== Selected extract

We Have To Bring Prices Down For Medicare, For Medicaid
Medicare and Medicaid are two of the biggest buyers of drugs in the U.S. They also pay exorbitant prices vis-a-vis government entities abroad. Europe has a single-payer system, and Japan covers about 40% of its country's healthcare cost. They also use their buying power to negotiate lower drug prices, unlike the U.S. Trump has intimated going to a single payer system. In the meantime, I think it would behoove the president to find those drugs that cost Medicare and Medicaid the most, and attempt to negotiate lower prices.
HCV drugs can cost $80,000 to $90,000 per regimen prior to discounts. In the past, HCV has represented the biggest payout for Medicare and Medicaid. The government could get the biggest bang for its buck by taking a scalpel to HCV costs. Despite lowering their prices already, leading HCV providers like Gilead (NASDAQ:GILD), Merck (NYSE:MRK) and AbbVie (NYSE:ABBV) could be at risk. HCV represents over 40% of Gilead's total revenue, so it has the most to lose from the government's renewed focus on drug prices.

====
== Data provided

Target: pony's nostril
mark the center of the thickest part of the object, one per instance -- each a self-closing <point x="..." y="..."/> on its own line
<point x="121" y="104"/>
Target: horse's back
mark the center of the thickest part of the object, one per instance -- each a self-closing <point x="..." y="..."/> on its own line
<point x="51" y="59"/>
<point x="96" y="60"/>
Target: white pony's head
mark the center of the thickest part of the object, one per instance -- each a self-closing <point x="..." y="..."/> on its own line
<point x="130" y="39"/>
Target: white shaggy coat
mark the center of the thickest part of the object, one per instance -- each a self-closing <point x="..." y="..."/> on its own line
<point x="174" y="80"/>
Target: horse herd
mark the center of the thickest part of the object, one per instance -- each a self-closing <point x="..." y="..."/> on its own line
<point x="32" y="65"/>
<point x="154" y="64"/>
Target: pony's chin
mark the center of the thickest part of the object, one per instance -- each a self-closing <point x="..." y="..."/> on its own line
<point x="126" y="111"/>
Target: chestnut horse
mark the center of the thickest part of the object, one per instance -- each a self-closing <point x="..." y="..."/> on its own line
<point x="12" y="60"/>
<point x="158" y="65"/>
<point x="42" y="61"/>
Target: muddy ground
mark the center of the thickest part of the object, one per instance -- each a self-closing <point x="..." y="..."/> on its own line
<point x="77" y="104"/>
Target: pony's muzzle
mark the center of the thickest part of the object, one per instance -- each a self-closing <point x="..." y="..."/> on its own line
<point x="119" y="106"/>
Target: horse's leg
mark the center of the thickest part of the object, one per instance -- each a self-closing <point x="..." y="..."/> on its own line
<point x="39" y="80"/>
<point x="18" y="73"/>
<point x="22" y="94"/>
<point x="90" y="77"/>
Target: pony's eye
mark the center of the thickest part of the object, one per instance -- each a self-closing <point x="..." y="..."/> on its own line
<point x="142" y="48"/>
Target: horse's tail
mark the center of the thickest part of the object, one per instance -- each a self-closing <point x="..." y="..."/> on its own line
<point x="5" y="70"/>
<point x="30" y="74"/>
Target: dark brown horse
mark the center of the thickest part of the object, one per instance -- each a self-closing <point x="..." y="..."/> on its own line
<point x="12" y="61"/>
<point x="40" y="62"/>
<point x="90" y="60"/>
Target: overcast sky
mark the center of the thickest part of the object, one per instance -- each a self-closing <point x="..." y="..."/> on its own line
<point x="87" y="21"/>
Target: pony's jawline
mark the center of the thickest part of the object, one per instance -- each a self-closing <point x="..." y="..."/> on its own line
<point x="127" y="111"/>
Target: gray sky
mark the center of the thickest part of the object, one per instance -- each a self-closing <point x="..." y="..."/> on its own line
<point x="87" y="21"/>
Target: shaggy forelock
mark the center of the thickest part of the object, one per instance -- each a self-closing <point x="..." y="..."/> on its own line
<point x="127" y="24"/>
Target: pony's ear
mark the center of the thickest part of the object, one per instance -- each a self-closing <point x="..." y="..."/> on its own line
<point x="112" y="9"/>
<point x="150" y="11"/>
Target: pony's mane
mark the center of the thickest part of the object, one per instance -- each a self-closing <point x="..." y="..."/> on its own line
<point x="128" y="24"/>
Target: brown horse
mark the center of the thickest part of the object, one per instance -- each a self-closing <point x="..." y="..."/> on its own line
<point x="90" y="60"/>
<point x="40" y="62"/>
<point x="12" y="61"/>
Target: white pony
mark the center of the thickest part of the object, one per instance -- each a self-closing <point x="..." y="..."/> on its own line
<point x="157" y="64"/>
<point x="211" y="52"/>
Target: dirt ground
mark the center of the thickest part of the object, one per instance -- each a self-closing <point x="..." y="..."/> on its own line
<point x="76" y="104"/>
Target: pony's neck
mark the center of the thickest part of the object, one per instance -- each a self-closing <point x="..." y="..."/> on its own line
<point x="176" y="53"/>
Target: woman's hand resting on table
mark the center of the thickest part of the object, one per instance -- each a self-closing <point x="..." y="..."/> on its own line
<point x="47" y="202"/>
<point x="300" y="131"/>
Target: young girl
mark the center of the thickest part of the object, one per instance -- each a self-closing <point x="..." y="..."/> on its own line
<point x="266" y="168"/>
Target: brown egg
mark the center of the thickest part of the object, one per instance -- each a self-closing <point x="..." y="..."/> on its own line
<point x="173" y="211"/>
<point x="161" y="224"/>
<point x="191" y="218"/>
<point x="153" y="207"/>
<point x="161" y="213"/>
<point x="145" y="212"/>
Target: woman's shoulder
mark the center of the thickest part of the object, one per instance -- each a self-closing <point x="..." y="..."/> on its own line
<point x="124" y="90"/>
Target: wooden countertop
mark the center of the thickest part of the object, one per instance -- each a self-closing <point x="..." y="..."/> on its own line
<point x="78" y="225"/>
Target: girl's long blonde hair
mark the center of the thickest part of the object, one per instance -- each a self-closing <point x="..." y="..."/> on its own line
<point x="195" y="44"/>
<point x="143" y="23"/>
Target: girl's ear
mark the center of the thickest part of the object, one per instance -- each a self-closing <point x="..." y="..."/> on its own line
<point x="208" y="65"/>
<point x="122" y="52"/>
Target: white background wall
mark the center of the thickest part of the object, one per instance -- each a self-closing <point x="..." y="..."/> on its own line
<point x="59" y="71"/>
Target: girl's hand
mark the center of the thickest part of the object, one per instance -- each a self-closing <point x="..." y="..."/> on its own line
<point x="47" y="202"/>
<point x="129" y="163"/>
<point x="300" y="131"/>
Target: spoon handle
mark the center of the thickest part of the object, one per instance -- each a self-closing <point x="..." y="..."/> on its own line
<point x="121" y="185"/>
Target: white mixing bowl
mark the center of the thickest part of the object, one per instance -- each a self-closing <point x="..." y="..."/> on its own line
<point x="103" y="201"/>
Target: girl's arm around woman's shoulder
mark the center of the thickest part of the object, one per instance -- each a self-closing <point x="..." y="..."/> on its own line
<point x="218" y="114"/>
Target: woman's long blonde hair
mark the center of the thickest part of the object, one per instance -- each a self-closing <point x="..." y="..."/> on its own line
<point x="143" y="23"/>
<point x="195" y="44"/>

====

What you need to do
a - According to the drug-pricing text, what share of Gilead's total revenue does HCV represent?
b - Extend the drug-pricing text from where it stops.

Answers to the exercises
a - Over 40%.

b -
On a per patient basis, Mallinckrodt's (NYSE:MNK) Acthar is one of the highest-priced drugs reimbursed by Medicaid and Medicare. The company still has not provided sufficient studies on Acthar's efficacy for certain diseases. Cutting payouts for HCV drugs and Acthar should be first on the government's agenda, in my opinion. The nuclear option - pushing for a single-payer status - could gain resistance from certain lawmakers, and might take longer to attain, if at all.
Push For The Importation Of Cheaper Drugs
Senators Bernie Sanders, Cory Booker, Elijah Cummings et al recently proposed a bill to allow the import of cheaper drugs from Canada. the move could potentially help tamp down runaway drug costs. The new bill - The Affordable and Safe Prescription Drug Importation Act ("The Act") - will allow the importation of qualifying prescription drugs manufactured by FDA-inspected facilities from licensed Canadian sellers. It could potentially create a more competitive landscape in the U.S. and drive prices down.
The Act has gain some bipartisan support and could have a better chance of being approved if President Trump threw his energy behind it. It would represent the opportunity for the president to work effectively with Congress to pass legislation both sides have voiced support for.
Streamlining Approval Of New Drugs
President Trump wants to streamline the drug approval process and bring drugs to market faster. That could be a double-edged sword for drug makers. The Senate Special Committee on Aging recently completed a year-long study on price-gouging in the drug industry. Its 130-page report titled, Sudden Price Spikes In Off-Patent Prescription, identified the similar characteristics among price-gougers, and recommended ways to combat them. One such recommendation was prioritizing the FDA review of generic drug applications for certain off-patent prescription drugs.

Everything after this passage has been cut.